§ TRY IT:
Repeat only part of the entries. Start at the line that has "forearm, one line per instance." and keep going through the last line, exactly as given.

§ PROVIDED RECORDS:
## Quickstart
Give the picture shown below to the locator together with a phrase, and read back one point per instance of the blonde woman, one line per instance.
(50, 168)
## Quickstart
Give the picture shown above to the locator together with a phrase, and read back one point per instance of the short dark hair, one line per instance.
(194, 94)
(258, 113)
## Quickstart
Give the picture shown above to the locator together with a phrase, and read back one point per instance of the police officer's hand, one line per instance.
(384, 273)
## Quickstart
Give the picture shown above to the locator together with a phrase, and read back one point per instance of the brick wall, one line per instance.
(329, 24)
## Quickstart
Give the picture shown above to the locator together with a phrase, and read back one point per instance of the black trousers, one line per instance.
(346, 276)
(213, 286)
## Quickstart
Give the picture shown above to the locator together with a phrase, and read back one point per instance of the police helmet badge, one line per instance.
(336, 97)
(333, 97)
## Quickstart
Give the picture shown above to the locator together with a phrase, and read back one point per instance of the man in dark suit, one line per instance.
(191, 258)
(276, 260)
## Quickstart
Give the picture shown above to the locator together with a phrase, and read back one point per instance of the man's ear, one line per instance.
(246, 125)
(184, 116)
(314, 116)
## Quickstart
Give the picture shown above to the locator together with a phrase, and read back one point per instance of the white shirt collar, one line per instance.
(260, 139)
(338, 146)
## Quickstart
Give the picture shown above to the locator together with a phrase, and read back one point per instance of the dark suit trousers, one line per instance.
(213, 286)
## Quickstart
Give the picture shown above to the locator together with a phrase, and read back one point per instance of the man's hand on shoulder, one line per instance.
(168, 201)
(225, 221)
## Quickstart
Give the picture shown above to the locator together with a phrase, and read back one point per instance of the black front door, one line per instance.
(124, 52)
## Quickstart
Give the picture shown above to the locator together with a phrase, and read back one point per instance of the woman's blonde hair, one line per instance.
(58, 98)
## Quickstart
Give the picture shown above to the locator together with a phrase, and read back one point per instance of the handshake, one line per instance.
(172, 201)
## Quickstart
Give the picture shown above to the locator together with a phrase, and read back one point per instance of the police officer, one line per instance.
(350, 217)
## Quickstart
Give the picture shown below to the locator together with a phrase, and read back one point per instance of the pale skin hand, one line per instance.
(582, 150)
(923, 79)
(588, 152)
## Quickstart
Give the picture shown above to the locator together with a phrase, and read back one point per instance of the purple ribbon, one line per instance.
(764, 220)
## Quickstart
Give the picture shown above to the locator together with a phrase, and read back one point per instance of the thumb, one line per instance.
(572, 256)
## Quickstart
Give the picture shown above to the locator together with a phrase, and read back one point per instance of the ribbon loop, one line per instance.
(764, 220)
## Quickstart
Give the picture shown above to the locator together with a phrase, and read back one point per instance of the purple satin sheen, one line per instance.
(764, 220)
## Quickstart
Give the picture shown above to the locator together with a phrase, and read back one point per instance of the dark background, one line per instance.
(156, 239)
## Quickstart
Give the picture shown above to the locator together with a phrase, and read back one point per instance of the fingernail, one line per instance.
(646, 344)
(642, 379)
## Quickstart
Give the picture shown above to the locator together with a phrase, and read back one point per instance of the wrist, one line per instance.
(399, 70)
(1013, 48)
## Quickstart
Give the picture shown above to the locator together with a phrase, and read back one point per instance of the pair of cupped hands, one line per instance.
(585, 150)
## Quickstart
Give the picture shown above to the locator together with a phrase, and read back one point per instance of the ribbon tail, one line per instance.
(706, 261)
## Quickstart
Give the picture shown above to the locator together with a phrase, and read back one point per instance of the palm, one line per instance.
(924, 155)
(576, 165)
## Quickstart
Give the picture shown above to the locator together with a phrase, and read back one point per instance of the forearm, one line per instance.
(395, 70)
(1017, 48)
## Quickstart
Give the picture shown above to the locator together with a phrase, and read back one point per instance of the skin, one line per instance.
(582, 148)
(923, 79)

§ TASK RESPONSE:
Give the picture shown above to the locator together with a phrase, and read back one point per instance of the forearm, one line per instance.
(395, 70)
(1017, 48)
## Quickstart
Give the picture shown above to the locator together with a phrase, and read back one point per instance of the skin, one line per instance.
(582, 148)
(923, 79)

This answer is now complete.